--- PROVIDED PASSAGE ---

NAIROBI (Reuters) - Kenyan authorities banned protests in central Nairobi and other hotspots as they tried to keep a lid on mounting political turmoil in the build-up to a repeat presidential vote.
The order issued on Thursday covered business districts in Nairobi, the western city of Kisumu and the port of Mombasa - the scenes of repeated demonstrations since the Supreme Court annulled the last vote in August, citing irregularities.
The main opposition, which has held rallies calling for electoral reforms and the sacking of vote officials, said it would take to the streets again on Friday, and on a daily basis from Monday, despite the ban.
“The protests are covered by the bill of rights in the constitution. We do not hold the protests as a favour by the State,” Dennis Onyango, the spokesman for opposition leader Raila Odinga, said.
Politicians and activists from all sides have traded insults and accusations since the court ruling, raising fears of a repeat of the ethnically charged violence that killed around 1,200 people after a contested 2007 vote.
President Uhuru Kenyatta, whose August election victory was annulled by the court ruling, is due to stand again against Odinga on Oct. 26.
But this week Odinga announced he was withdrawing from the race, because of failure to reform the election board. The board responded that the vote would go ahead anyway with the names of Odinga and the other original candidates on the ballot paper.
“THE POLITICAL BATTLE”

--- DATASET ENTRIES ---

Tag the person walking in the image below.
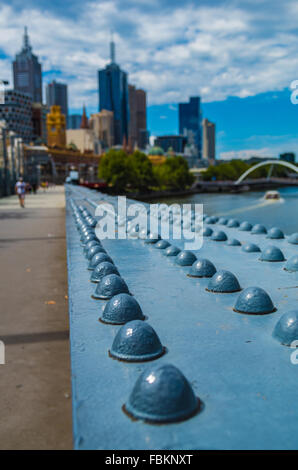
[15,177,26,209]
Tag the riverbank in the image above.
[93,174,298,201]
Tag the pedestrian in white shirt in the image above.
[15,178,26,209]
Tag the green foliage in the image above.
[98,149,194,193]
[202,160,289,181]
[154,156,194,190]
[98,149,131,192]
[127,150,155,191]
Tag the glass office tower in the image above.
[179,96,202,159]
[98,42,129,145]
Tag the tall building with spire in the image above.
[128,85,148,149]
[98,40,129,145]
[46,80,68,120]
[80,105,89,129]
[13,26,42,103]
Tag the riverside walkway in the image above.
[66,186,298,450]
[0,186,72,449]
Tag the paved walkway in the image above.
[0,186,72,449]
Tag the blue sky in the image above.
[0,0,298,158]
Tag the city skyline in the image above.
[0,0,298,158]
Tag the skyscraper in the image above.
[89,109,114,149]
[203,119,215,160]
[0,90,33,143]
[46,80,68,119]
[13,27,42,103]
[128,85,148,148]
[179,96,202,159]
[98,41,129,145]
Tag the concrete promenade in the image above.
[0,186,72,449]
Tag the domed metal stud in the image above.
[234,287,276,315]
[206,270,241,294]
[92,274,129,300]
[218,217,228,225]
[100,293,145,325]
[251,224,267,235]
[203,227,213,237]
[81,233,97,246]
[227,238,241,246]
[227,219,240,228]
[145,233,161,243]
[123,363,200,423]
[88,253,114,271]
[284,255,298,273]
[109,320,165,362]
[175,250,197,266]
[241,243,261,253]
[260,245,285,262]
[188,258,216,277]
[86,244,106,261]
[272,310,298,346]
[210,230,228,242]
[90,261,120,282]
[239,221,252,232]
[163,245,181,256]
[288,233,298,245]
[267,227,285,240]
[154,240,170,250]
[139,228,149,240]
[84,240,102,255]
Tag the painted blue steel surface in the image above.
[66,187,298,449]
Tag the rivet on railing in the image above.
[241,243,261,253]
[123,364,200,423]
[90,261,120,282]
[284,255,298,272]
[251,224,267,235]
[227,238,241,246]
[100,293,145,325]
[267,227,285,240]
[272,310,298,346]
[206,270,241,294]
[210,230,228,242]
[109,320,165,362]
[234,287,276,315]
[260,245,285,262]
[188,258,216,277]
[288,233,298,245]
[88,252,114,271]
[175,250,197,266]
[92,274,129,300]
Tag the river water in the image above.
[152,187,298,234]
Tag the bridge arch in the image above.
[235,160,298,184]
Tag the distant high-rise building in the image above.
[98,41,129,145]
[32,103,49,144]
[13,27,42,103]
[203,119,215,160]
[0,90,33,143]
[80,105,89,129]
[179,96,202,159]
[47,106,66,147]
[46,80,68,120]
[279,152,295,163]
[154,135,187,153]
[89,109,114,148]
[67,114,82,129]
[128,85,148,148]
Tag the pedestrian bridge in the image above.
[235,160,298,185]
[66,186,298,450]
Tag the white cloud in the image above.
[0,0,298,108]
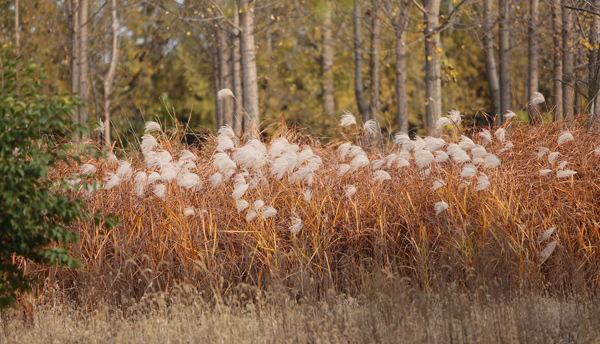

---

### WHAT THE TASK ASKS
Extend the news report on Kenya's protest ban from the point where it stops, writing the section that follows its last heading.

### REPLY
At least 17 demonstrators were hospitalised on Wednesday with bullet wounds and other injuries, said medical workers in Kisumu, an opposition stronghold.
The opposition has accused the police of using excessive force while the government has accused the protesters of destroying private property .
Reuters saw footage of a crowd attacking a policeman with stones and sticks during protests in the western town of Homa Bay, near Kisumu. Marius Tum, the Homa Bay police boss, said 14 people had been arrested and would be charged with assault and participating in unlawful assembly.
Odinga’s spokesman Onyango did not immediately respond to a request for a comment on the incident.
The standoff has spooked investors in the region’s richest economy. The all share index on the Nairobi bourse was 0.43 percent lower at the close, amid low volumes, traders said.
In August, only Odinga and Kenyatta polled more than one percent. Three of the other candidates - Abduba Dida, Japheth Kavinga and Ekuru Aukot - told Reuters they intended to stand again.
“The political battle in this country has been between the Odingas and the Kenyattas for the longest time,” said Aukot. “Voters will be looking for a neutral person who can pacify the country.”
A Kenyan rights group said this week that at least 37 people were killed in protests immediately following the Aug. 8 poll.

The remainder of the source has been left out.